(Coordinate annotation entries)
____

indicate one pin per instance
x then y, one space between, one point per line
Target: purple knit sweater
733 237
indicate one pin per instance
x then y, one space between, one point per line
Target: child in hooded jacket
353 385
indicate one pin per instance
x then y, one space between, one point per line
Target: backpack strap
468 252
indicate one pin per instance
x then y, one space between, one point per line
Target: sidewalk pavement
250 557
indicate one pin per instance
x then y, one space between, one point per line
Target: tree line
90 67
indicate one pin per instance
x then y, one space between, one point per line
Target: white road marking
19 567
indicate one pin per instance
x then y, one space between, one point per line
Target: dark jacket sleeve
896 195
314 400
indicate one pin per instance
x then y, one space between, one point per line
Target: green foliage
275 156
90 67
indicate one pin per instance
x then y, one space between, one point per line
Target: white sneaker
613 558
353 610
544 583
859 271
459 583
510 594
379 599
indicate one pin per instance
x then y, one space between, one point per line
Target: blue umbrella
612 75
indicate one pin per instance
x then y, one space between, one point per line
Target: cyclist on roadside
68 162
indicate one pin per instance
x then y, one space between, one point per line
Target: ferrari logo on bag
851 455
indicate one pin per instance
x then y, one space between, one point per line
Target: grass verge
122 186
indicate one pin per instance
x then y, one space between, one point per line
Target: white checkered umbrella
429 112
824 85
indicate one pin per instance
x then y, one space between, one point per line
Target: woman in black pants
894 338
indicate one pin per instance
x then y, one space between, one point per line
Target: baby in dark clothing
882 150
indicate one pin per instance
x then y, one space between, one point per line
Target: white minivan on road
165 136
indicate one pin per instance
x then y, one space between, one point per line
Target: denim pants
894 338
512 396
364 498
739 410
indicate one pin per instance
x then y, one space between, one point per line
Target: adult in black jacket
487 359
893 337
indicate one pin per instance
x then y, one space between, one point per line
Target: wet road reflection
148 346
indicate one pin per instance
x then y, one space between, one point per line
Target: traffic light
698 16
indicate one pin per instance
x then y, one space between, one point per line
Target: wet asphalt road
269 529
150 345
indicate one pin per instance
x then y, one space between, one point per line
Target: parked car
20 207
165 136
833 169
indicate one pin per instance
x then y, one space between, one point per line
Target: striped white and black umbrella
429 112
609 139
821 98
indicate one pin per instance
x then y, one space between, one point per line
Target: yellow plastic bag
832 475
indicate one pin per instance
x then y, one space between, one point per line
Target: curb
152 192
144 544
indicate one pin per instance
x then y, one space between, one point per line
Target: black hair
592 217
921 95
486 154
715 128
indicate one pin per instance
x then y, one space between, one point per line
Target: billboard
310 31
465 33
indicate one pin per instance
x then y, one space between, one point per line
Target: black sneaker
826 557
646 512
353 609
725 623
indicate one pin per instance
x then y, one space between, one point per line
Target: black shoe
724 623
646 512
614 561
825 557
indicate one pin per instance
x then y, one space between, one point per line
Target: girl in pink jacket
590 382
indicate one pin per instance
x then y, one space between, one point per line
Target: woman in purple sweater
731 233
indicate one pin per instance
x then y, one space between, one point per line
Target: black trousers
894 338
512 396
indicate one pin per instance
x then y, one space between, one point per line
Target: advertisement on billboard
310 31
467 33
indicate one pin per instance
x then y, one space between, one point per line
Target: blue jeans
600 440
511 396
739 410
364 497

____

To be done - Collect every line in the rows above that contains the string "billboard". Treat uppercase and lowercase as different.

Expected output -
Target: billboard
Target: advertisement on billboard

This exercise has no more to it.